PROBLEM DESCRIPTION: Show every line of the lines below that contains the word "ceramic", treating uppercase and lowercase as different.

DATA LISTING:
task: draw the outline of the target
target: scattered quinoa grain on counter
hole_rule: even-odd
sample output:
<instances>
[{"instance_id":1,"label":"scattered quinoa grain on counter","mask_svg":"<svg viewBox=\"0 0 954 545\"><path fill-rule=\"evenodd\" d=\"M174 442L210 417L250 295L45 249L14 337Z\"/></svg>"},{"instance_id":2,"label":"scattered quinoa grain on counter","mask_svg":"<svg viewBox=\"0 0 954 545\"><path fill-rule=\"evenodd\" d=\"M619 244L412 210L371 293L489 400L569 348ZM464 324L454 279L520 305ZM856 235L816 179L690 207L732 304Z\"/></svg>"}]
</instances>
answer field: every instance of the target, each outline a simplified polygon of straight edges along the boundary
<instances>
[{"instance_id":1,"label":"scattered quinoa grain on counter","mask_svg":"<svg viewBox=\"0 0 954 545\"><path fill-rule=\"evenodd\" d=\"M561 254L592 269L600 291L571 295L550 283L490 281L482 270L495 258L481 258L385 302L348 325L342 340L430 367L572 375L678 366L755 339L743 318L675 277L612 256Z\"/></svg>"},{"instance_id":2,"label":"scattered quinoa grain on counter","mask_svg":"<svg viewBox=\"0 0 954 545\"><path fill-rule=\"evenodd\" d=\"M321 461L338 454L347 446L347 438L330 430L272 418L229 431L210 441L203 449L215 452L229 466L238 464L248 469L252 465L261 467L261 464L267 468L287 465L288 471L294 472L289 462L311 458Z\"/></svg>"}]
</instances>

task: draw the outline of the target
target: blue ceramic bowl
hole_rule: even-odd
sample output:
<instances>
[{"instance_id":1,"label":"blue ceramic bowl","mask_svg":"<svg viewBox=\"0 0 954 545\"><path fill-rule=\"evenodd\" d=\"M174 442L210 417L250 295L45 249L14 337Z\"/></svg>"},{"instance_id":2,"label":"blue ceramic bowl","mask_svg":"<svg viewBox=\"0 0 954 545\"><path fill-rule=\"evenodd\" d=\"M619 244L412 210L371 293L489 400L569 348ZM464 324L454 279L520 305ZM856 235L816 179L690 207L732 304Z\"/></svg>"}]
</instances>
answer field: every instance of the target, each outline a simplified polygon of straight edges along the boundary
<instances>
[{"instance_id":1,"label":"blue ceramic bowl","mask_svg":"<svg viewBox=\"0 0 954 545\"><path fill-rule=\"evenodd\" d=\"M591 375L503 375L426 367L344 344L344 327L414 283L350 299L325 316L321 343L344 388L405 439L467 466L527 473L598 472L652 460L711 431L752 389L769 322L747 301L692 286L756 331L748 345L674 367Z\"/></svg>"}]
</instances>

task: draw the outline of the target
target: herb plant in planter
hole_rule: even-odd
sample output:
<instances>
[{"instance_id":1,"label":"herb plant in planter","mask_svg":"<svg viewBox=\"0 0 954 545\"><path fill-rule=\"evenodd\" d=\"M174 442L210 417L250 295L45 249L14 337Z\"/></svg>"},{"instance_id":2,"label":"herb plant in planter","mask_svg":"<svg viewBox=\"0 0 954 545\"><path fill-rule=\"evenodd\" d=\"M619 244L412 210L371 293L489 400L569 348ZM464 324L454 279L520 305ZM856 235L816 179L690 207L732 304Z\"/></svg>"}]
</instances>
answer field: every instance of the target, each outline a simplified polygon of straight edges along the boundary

TASK RESPONSE:
target: blue ceramic bowl
[{"instance_id":1,"label":"blue ceramic bowl","mask_svg":"<svg viewBox=\"0 0 954 545\"><path fill-rule=\"evenodd\" d=\"M174 442L210 417L250 295L45 249L14 337Z\"/></svg>"},{"instance_id":2,"label":"blue ceramic bowl","mask_svg":"<svg viewBox=\"0 0 954 545\"><path fill-rule=\"evenodd\" d=\"M619 244L412 210L371 293L489 400L569 348ZM464 324L454 279L520 305ZM856 235L816 179L690 207L732 304Z\"/></svg>"}]
[{"instance_id":1,"label":"blue ceramic bowl","mask_svg":"<svg viewBox=\"0 0 954 545\"><path fill-rule=\"evenodd\" d=\"M591 375L503 375L426 367L344 344L344 327L414 283L350 299L325 316L321 343L344 388L405 439L467 466L527 473L598 472L652 460L711 431L752 389L769 322L747 301L692 286L756 331L748 345L674 367Z\"/></svg>"}]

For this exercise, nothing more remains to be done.